Aim of the task » Copy out only the part of the records that opens with the line containing "Please annotate the knee" and closes with the line containing "<point>655,89</point>", swapping "knee pad" for "shin guard" and leaving everything else unchanged.

Data shown »
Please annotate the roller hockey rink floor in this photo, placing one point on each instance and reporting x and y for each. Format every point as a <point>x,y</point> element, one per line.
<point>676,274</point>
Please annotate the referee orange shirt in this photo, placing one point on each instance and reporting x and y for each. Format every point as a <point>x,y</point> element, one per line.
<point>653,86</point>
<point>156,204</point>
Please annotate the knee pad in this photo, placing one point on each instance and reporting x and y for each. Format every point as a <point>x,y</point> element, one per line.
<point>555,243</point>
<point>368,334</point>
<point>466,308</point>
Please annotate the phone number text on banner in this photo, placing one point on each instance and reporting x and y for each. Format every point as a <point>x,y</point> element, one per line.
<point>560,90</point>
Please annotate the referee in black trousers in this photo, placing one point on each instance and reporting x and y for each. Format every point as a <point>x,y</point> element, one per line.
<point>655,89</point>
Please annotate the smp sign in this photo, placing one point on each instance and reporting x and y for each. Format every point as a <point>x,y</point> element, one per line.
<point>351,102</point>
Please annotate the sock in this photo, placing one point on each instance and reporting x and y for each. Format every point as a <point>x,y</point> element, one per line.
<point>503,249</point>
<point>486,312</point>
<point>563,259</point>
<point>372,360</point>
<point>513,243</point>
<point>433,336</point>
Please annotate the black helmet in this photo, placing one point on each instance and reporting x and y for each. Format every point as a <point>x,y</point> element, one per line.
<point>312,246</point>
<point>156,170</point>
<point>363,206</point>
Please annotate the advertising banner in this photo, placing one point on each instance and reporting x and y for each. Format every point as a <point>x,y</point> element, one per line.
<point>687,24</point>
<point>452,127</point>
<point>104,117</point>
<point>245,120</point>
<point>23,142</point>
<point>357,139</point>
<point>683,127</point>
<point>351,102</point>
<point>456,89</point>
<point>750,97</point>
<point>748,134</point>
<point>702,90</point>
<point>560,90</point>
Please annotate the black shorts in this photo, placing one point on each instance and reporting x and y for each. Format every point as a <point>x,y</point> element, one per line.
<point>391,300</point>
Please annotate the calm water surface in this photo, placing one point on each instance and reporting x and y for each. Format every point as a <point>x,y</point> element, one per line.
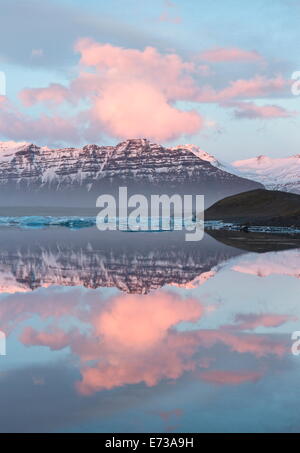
<point>144,332</point>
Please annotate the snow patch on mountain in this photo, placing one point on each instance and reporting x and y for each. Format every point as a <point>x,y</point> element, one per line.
<point>274,173</point>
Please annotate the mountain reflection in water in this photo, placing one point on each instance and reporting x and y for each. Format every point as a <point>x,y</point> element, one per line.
<point>121,332</point>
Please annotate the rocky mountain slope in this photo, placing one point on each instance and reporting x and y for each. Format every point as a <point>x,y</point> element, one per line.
<point>274,173</point>
<point>62,175</point>
<point>258,207</point>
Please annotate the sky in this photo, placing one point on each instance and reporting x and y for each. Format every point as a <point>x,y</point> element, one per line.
<point>213,73</point>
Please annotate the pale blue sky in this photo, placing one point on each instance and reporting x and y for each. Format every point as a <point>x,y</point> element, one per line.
<point>37,49</point>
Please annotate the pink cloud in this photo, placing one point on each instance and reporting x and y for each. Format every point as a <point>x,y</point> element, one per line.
<point>127,93</point>
<point>165,17</point>
<point>229,377</point>
<point>166,415</point>
<point>250,110</point>
<point>230,54</point>
<point>53,94</point>
<point>259,86</point>
<point>252,321</point>
<point>55,339</point>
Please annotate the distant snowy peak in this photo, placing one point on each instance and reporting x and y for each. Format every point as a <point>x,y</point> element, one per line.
<point>198,152</point>
<point>274,173</point>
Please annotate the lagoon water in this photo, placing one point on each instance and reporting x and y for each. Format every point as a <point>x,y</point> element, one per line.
<point>145,332</point>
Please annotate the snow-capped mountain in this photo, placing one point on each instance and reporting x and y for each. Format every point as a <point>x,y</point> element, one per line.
<point>274,173</point>
<point>84,172</point>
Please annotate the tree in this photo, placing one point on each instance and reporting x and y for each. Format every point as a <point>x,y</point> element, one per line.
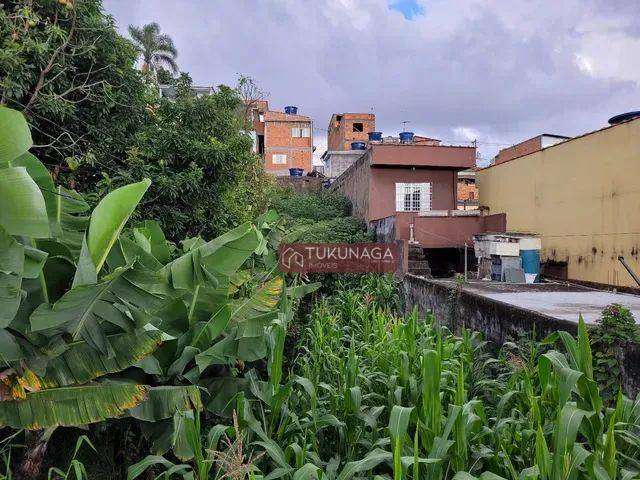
<point>157,49</point>
<point>206,177</point>
<point>250,95</point>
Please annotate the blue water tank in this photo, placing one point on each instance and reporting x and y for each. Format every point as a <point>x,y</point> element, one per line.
<point>406,137</point>
<point>531,265</point>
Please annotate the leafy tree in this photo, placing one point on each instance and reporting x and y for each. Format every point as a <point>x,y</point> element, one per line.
<point>82,300</point>
<point>157,49</point>
<point>65,65</point>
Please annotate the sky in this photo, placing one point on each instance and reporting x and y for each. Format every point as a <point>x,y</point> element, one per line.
<point>495,71</point>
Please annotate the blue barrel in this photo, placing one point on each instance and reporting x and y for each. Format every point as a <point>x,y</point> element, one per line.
<point>531,265</point>
<point>406,137</point>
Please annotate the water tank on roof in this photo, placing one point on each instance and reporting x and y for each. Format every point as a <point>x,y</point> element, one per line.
<point>623,117</point>
<point>406,137</point>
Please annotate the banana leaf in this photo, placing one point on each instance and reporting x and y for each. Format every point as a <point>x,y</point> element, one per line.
<point>11,270</point>
<point>28,213</point>
<point>15,137</point>
<point>81,363</point>
<point>163,402</point>
<point>82,309</point>
<point>109,217</point>
<point>70,406</point>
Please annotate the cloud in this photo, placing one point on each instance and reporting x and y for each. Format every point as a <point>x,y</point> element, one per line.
<point>408,8</point>
<point>504,69</point>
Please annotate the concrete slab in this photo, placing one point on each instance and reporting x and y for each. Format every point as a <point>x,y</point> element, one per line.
<point>561,301</point>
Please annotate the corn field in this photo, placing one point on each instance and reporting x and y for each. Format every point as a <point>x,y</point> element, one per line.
<point>376,395</point>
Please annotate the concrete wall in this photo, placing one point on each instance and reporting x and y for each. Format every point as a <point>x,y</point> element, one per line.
<point>499,322</point>
<point>301,184</point>
<point>523,148</point>
<point>582,196</point>
<point>355,184</point>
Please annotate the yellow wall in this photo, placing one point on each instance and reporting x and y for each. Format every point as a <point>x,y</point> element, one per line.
<point>582,196</point>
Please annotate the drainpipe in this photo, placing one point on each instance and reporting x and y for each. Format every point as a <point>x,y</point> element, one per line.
<point>628,267</point>
<point>465,261</point>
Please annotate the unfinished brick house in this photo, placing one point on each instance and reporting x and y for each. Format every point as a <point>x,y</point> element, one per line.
<point>467,190</point>
<point>283,139</point>
<point>408,191</point>
<point>345,128</point>
<point>528,146</point>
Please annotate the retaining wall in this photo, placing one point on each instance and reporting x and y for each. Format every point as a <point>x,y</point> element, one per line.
<point>498,321</point>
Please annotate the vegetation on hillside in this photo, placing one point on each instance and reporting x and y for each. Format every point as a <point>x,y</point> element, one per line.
<point>101,321</point>
<point>323,217</point>
<point>99,123</point>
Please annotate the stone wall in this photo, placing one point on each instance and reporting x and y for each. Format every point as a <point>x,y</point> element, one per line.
<point>499,322</point>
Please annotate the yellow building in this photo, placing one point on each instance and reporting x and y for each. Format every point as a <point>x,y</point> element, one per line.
<point>582,196</point>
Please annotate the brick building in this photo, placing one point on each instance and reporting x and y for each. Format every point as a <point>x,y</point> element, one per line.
<point>467,190</point>
<point>528,146</point>
<point>283,139</point>
<point>345,128</point>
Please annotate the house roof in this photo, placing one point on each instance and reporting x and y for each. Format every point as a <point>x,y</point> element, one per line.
<point>422,155</point>
<point>273,116</point>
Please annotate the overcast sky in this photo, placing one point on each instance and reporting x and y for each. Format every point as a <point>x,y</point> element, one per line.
<point>498,71</point>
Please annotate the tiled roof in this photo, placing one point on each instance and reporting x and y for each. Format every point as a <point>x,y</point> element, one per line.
<point>272,116</point>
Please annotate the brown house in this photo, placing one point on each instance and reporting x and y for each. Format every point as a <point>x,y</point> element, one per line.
<point>408,191</point>
<point>467,190</point>
<point>283,139</point>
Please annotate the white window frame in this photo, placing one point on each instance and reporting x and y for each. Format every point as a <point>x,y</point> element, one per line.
<point>413,197</point>
<point>277,158</point>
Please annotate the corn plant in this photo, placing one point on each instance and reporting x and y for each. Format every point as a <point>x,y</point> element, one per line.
<point>377,395</point>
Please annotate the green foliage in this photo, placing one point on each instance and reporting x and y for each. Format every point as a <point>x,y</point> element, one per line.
<point>377,396</point>
<point>126,300</point>
<point>616,329</point>
<point>206,179</point>
<point>157,49</point>
<point>336,230</point>
<point>65,65</point>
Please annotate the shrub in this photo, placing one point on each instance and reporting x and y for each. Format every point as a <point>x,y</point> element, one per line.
<point>615,331</point>
<point>325,206</point>
<point>336,230</point>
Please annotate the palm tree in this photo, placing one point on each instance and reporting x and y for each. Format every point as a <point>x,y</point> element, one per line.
<point>157,49</point>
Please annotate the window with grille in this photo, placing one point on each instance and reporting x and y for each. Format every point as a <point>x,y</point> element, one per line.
<point>413,197</point>
<point>279,159</point>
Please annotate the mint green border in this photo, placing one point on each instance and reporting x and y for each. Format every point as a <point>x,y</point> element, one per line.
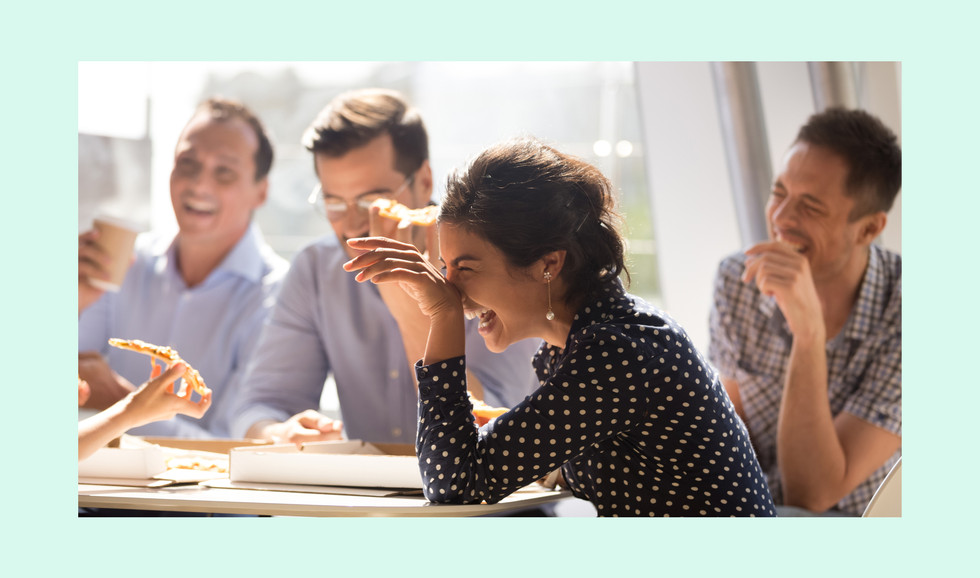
<point>42,46</point>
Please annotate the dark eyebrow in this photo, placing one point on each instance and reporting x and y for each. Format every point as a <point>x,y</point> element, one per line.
<point>812,199</point>
<point>457,260</point>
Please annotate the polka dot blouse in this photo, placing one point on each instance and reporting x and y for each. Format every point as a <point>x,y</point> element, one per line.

Output below »
Please annotate the shin guard in this photo, placing one point on each instance and reporting x and y for each. Format every point as a <point>x,y</point> element, one per line.
<point>555,243</point>
<point>368,334</point>
<point>466,308</point>
Please annotate the phone number text on banner in this photo, placing one point on each instance and reporting x and y for each. Format every point as a <point>x,y</point> element, one per line.
<point>560,90</point>
Please annotate the referee in black trousers in this photo, placing one point on each instance and reporting x and y for each. Format every point as a <point>x,y</point> element, one per line.
<point>655,89</point>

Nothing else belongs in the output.